● **What is expected**
Reproduce exactly the line in which "Exercise. Point to the drawer" occurs and all the lines after it, ending with the last line.

Lines of data:
-- Start --

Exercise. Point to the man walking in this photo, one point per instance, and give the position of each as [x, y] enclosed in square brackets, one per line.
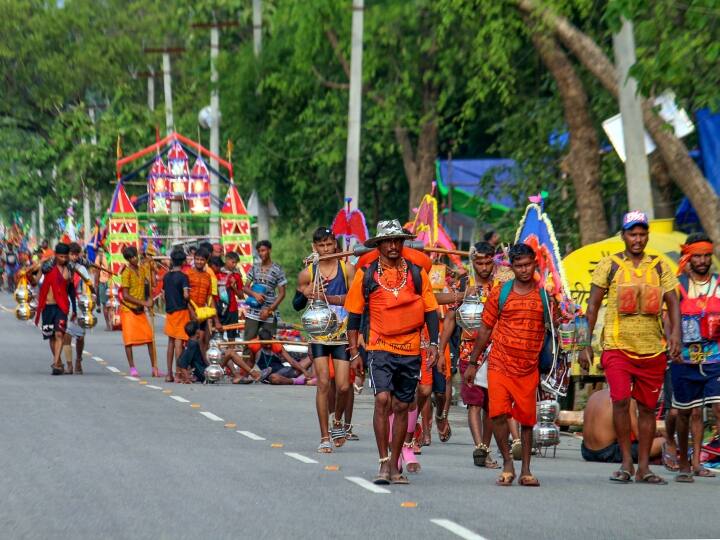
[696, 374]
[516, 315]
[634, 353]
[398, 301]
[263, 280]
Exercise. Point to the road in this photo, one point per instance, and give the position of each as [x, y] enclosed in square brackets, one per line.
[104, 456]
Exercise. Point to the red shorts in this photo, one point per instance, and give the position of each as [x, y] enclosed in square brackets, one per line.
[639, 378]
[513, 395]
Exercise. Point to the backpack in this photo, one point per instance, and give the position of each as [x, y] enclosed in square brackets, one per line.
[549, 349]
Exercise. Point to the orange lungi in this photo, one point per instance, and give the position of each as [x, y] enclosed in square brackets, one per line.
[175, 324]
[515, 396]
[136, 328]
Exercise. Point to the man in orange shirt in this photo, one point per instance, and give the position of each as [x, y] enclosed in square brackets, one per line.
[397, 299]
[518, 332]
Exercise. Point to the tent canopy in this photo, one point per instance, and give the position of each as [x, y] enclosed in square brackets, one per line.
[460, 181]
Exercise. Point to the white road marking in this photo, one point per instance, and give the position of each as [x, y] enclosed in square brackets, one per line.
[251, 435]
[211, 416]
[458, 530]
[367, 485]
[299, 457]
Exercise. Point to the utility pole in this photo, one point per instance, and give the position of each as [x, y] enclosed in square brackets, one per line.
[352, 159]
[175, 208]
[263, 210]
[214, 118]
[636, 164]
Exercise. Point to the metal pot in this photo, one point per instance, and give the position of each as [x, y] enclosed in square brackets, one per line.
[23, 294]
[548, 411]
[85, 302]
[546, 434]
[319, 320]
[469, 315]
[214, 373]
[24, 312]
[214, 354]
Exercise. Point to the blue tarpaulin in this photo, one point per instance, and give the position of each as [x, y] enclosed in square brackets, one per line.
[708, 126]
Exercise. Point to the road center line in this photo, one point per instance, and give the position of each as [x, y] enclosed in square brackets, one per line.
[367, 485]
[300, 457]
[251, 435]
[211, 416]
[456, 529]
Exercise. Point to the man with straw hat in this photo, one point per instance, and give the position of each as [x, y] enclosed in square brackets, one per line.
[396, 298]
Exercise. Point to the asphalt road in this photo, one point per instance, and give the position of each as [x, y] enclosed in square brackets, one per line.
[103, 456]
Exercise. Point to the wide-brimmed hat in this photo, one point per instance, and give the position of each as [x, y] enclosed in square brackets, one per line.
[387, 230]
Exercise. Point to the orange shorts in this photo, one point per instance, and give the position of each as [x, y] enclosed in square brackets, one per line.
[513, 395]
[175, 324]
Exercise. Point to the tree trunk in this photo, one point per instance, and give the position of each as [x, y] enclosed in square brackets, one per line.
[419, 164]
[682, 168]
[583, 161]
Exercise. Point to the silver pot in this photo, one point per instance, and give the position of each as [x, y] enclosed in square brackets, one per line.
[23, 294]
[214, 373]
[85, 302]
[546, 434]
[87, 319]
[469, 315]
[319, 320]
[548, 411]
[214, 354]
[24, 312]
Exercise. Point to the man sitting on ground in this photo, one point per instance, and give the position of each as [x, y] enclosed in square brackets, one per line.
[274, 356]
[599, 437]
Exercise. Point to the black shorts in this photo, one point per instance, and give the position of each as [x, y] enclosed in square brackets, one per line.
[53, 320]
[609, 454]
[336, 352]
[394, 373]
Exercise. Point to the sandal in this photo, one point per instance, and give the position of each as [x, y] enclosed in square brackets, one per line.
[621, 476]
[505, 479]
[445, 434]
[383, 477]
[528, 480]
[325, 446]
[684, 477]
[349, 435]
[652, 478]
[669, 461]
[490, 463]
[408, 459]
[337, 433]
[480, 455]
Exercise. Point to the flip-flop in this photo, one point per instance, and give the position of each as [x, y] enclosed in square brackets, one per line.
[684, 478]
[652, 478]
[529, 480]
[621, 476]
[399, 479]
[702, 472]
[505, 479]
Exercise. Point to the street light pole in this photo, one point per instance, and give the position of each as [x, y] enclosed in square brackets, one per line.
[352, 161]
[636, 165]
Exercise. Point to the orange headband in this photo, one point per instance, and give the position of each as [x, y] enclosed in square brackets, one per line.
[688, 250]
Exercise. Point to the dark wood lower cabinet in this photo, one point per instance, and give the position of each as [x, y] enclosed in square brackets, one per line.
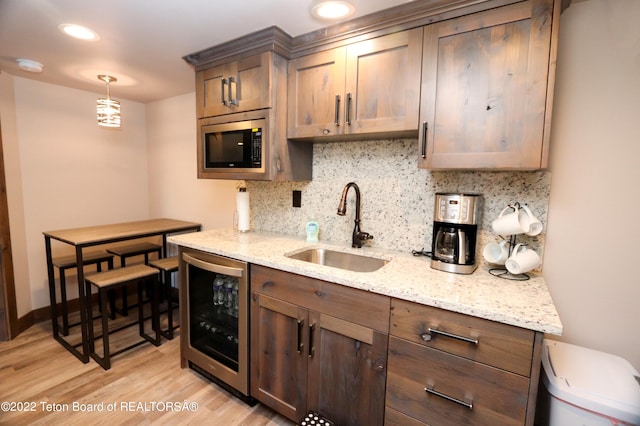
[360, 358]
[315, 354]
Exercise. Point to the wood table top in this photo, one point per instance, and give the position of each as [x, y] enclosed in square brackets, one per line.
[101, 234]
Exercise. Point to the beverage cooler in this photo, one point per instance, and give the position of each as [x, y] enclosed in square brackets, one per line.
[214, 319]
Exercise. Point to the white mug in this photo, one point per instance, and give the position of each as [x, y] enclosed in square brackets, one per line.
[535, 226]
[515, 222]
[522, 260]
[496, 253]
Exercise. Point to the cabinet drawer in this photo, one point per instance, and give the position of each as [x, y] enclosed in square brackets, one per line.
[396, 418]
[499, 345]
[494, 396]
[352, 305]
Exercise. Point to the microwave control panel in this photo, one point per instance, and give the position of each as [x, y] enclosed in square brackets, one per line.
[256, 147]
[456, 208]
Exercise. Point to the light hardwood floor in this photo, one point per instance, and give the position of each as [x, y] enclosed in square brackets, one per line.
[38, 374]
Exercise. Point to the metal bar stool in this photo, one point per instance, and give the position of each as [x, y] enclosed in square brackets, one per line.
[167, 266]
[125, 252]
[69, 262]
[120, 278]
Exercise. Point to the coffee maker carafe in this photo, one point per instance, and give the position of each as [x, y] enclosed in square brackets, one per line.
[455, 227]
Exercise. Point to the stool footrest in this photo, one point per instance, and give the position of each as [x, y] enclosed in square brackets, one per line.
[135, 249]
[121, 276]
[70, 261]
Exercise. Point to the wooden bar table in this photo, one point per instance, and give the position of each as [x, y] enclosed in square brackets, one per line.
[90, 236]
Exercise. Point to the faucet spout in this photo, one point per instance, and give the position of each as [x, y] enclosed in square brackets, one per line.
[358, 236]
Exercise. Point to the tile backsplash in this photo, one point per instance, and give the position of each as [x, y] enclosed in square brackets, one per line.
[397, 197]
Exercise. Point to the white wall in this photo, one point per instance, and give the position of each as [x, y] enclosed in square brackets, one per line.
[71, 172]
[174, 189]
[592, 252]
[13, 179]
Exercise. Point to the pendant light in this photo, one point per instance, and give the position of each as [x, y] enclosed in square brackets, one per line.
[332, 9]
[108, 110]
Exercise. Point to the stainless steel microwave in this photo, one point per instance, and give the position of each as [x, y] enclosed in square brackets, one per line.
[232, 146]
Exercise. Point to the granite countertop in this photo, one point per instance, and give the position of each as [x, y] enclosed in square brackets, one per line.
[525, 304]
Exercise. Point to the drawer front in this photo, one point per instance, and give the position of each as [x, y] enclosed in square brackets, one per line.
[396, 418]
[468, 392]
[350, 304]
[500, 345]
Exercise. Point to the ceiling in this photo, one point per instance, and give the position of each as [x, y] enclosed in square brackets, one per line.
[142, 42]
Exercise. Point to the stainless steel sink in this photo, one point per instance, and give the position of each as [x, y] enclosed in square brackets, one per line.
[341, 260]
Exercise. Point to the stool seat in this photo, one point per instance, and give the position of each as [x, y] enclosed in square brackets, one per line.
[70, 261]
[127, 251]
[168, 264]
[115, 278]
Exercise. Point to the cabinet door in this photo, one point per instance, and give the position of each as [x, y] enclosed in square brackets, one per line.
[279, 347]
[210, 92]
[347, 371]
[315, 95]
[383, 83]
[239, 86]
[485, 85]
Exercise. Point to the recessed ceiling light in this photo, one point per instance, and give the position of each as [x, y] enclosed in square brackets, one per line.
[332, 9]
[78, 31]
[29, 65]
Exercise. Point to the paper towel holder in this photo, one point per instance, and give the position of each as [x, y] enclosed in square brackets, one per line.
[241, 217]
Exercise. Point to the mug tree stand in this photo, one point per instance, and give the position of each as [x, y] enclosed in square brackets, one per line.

-- End --

● **Reply**
Exercise. Point to the drawer front in this photo, one point per instance, and give the position of each as [x, y] enclosed in square brackets, one per line.
[396, 418]
[468, 392]
[350, 304]
[500, 345]
Exercise. Point to the ceiling in this photo, one point per instance, and give the position of each as [x, y] enclosed in square brackets, one per line.
[142, 42]
Exercise. Point to the stainless steel sink in this photo, one point per instance, and give the position of each as [x, y] enclosed in square brackets, one per line.
[341, 260]
Exercise. Point to the stool seat in this photo, one point per instance, and give the position of each as [x, y] enclosed in square brackets, one per line.
[70, 261]
[127, 251]
[168, 264]
[115, 278]
Exercise. Point to the cabinet door in this photo, one point per instance, and give the position of each as [x, y] enclosed in square brackets, one per line.
[279, 347]
[210, 92]
[347, 371]
[315, 95]
[383, 83]
[239, 86]
[485, 85]
Exercise. Point to the recessed ceiling light in this photo, one point per instance, and give the position of each as [x, y] enclosed in square brackets, one per line.
[332, 9]
[78, 31]
[29, 65]
Exercise. Point to the paper towel holder in this photo, one point per instance, and give the position of each as [x, y] enclosed in square brackets, one per line.
[241, 217]
Exercise. Point to the mug tree stand in this photo, one point per instance, and give the position of each as [x, y] enclosed in square brackets, one per line.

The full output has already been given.